== Prompt ==
Find the lines in the listing below that include the word "wheel", and report how many there are, with nothing more.

-- Data section follows --

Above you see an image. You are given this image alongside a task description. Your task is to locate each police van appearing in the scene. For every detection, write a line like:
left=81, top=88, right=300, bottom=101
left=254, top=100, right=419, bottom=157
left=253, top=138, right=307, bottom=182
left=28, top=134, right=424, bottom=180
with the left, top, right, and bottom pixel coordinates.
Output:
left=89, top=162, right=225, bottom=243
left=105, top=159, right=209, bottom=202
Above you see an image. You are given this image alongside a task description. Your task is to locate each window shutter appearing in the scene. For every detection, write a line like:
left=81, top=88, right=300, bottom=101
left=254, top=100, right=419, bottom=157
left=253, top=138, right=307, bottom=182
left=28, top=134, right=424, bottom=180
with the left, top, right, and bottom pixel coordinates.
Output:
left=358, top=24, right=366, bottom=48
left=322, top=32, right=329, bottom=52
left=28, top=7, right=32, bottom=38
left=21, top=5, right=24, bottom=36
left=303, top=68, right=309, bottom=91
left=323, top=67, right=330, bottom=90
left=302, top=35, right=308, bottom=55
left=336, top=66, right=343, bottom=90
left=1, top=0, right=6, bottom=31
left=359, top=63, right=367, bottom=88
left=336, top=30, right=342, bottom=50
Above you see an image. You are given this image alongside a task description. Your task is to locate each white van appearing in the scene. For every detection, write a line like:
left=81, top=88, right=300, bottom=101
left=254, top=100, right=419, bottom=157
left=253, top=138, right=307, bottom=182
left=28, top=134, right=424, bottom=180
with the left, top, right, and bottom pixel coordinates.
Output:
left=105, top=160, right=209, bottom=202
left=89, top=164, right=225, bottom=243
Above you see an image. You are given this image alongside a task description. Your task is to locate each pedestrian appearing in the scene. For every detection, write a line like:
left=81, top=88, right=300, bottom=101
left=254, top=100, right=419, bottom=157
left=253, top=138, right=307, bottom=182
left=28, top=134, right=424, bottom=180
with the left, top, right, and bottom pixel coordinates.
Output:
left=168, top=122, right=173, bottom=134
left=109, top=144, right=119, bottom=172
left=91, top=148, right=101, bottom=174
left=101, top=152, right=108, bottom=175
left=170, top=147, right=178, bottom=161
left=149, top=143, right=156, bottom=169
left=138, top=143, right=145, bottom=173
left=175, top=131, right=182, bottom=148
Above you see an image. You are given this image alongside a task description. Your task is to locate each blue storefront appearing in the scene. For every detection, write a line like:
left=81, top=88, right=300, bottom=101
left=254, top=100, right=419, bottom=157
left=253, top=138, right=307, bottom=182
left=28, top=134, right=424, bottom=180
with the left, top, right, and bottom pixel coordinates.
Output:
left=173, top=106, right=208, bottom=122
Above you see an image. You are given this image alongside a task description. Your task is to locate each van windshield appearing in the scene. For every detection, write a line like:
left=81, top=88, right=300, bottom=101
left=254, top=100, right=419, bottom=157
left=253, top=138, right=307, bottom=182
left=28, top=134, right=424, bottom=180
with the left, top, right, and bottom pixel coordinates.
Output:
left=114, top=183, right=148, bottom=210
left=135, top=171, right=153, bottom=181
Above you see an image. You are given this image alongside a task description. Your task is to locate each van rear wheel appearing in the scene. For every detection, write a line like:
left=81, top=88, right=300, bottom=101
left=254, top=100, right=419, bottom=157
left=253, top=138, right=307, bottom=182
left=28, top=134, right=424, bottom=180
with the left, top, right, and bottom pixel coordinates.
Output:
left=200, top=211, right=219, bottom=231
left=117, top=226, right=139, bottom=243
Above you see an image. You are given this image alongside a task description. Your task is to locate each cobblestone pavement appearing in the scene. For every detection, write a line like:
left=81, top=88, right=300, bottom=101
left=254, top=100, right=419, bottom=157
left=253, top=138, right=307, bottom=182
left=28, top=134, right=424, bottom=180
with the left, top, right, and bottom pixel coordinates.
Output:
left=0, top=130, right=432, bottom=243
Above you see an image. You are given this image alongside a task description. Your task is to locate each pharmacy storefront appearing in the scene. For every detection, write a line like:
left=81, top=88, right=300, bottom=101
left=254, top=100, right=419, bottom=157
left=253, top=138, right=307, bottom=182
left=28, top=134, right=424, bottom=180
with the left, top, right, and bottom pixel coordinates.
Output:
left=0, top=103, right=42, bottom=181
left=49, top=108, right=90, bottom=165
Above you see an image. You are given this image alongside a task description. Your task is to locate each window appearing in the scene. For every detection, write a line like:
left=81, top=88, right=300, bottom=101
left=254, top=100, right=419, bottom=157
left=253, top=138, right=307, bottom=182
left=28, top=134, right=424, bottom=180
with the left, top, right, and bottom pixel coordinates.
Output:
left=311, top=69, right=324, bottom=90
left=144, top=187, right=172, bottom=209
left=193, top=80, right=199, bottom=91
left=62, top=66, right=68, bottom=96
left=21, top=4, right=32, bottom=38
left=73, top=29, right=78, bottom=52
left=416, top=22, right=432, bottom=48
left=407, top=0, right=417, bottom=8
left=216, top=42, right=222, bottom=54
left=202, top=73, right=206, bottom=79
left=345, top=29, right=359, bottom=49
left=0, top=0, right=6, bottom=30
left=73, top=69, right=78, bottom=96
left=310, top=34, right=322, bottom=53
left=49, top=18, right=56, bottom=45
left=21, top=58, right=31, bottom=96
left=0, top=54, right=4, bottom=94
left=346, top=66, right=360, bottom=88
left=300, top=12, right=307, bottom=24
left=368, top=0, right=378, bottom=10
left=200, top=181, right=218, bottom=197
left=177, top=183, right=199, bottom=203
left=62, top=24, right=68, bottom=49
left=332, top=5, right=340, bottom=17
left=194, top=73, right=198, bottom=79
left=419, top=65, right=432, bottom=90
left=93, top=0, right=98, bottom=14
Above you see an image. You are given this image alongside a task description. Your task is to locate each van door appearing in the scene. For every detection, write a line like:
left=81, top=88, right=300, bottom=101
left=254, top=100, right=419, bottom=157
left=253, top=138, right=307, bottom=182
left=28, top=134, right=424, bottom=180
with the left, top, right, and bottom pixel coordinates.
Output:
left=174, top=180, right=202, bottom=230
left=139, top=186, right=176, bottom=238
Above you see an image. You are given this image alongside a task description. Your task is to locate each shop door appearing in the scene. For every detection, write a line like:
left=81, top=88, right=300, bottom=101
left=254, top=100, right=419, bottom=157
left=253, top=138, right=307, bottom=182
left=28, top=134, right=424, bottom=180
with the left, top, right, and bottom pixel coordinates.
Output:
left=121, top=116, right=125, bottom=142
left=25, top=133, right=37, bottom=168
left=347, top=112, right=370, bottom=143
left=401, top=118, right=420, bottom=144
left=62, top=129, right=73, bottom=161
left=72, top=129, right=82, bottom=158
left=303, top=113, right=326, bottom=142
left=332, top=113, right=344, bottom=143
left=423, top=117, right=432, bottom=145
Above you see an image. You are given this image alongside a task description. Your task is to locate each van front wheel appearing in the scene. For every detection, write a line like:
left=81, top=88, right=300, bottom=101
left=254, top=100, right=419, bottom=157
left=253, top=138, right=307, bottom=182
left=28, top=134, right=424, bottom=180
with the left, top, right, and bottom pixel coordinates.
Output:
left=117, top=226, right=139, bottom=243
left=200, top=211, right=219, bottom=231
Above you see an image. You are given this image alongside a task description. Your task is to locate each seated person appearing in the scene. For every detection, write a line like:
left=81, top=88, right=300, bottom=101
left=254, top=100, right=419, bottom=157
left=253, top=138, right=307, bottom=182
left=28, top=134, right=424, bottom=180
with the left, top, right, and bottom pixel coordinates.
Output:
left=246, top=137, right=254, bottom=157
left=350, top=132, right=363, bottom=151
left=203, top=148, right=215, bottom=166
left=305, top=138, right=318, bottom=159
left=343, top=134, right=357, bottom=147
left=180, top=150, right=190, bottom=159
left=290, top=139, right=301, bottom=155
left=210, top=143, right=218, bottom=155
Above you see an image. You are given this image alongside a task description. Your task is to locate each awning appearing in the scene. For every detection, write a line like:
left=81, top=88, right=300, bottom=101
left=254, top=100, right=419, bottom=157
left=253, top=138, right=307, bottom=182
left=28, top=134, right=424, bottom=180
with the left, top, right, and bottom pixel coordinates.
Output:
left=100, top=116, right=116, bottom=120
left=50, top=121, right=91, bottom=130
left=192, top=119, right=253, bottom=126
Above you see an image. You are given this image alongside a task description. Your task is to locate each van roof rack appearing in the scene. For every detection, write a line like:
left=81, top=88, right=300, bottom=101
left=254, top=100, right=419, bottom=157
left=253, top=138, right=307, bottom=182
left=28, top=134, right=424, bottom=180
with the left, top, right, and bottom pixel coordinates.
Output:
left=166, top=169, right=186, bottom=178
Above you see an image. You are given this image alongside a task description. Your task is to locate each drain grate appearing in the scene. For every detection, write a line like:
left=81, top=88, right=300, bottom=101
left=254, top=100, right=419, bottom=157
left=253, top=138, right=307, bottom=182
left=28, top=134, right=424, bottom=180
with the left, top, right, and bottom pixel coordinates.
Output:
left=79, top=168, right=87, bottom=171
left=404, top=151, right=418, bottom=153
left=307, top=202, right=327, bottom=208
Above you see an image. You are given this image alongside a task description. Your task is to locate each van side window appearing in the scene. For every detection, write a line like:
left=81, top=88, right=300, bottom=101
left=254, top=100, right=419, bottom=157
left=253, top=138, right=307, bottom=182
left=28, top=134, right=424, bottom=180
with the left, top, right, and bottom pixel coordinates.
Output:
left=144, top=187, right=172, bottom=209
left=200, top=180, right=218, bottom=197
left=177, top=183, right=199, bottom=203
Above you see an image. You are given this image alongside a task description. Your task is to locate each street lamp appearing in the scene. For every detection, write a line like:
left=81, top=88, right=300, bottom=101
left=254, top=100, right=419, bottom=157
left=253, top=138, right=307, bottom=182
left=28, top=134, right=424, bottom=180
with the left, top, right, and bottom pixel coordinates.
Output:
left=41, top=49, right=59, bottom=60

-- Data section concluded --

== Answer space ==
2